§ TEXT BLOCK
○ ○ ○ ○
Iceland is a beautiful country but the travelling conditions can be challenging.

Please note that Icelandic weather is very volatile. Fair weather can change into a raging storm at a moment’s notice. You never know how to be dressed so it‘s best to have everything with you, from a pair of shorts to a snowsuit in case of extreme weather. As conditions in Iceland are so unpredictable, we recommend that you take a look at this website: http://www.safetravel.is/, where you can find information about how to drive in Iceland, how to prepare yourself for the Highlands, etc.

Because of the changing weather we need to keep a good eye on the roads. That is why we have a special website that tells you the condition of the road. There you can see if there is snow or ice on the roads, if it’s closed or clear to drive on.

Check out this site: www.vegagerdin.is.

  • By law, drivers and passengers are required to wear seatbelts in Iceland, no matter what type of vehicle.
○ ○ ○ ○
§ SUPPLIED RECORDS
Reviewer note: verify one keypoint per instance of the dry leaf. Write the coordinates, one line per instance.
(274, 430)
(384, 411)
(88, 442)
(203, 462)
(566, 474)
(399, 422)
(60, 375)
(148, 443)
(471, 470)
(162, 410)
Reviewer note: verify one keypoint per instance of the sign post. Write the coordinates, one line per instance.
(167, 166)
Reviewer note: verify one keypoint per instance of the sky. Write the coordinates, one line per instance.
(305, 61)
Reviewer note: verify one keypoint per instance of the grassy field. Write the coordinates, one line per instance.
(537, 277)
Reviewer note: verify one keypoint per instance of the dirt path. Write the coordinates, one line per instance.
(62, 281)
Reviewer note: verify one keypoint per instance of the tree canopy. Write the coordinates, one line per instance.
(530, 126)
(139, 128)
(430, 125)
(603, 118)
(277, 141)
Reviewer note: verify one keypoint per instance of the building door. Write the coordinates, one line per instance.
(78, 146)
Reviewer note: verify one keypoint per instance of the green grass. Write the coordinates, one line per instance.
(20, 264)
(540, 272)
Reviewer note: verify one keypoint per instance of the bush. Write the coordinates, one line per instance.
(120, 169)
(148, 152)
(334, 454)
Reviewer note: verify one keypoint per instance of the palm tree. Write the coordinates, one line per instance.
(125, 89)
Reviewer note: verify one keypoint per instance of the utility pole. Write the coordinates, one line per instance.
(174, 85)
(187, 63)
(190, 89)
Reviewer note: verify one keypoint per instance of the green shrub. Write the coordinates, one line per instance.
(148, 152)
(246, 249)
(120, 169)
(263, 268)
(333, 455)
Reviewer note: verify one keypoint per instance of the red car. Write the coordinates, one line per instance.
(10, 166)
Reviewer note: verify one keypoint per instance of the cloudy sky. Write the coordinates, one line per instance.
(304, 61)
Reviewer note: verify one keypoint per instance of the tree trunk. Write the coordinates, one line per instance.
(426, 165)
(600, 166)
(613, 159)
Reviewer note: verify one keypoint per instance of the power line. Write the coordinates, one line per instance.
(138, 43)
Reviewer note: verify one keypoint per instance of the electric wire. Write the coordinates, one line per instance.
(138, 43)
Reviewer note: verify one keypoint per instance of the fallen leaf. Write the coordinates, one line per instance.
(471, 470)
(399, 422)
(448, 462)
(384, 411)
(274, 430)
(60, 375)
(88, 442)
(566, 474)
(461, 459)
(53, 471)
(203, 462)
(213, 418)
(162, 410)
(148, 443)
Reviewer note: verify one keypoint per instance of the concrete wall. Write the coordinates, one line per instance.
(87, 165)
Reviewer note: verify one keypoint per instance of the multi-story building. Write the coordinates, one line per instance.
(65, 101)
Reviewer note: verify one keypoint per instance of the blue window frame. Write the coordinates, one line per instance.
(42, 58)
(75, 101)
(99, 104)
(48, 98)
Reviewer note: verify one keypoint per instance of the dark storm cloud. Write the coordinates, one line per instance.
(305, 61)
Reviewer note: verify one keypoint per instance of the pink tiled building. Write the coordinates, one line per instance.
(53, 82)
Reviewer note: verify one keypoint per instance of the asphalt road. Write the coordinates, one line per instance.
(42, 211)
○ ○ ○ ○
§ CHALLENGE 1
Rewrite the records from the line containing "Reviewer note: verify one keypoint per instance of the pink" through their end, replacing "asphalt road" with "gravel road" and changing nothing else.
§ CHALLENGE 2
Carry on the Iceland travel advice from where it stops.

§ RESPONSE 1
Reviewer note: verify one keypoint per instance of the pink tiled building. Write the coordinates, one line per instance.
(53, 82)
Reviewer note: verify one keypoint per instance of the gravel road. Write the coordinates, one line per instance.
(42, 211)

§ RESPONSE 2
  • Children must either wear seatbelts or be in car safety seats, depending on their age and height.
  • It is forbidden by law to operate a vehicle in Iceland after having consumed alcohol.
  • Iceland requires that vehicle headlights should be on at all times both day and night, while driving.
  • The use of hands-free equipment is an obligation when talking on a mobile phone and driving at the same time.
  • Most mountain roads are closed until the end of June, or even longer and when these roads are opened many of them may only be driven by 4WD vehicles
  • Off-road driving is strictly forbidden whereas it can seriously damage our sensitive vegetation, which may take nature decades to repair.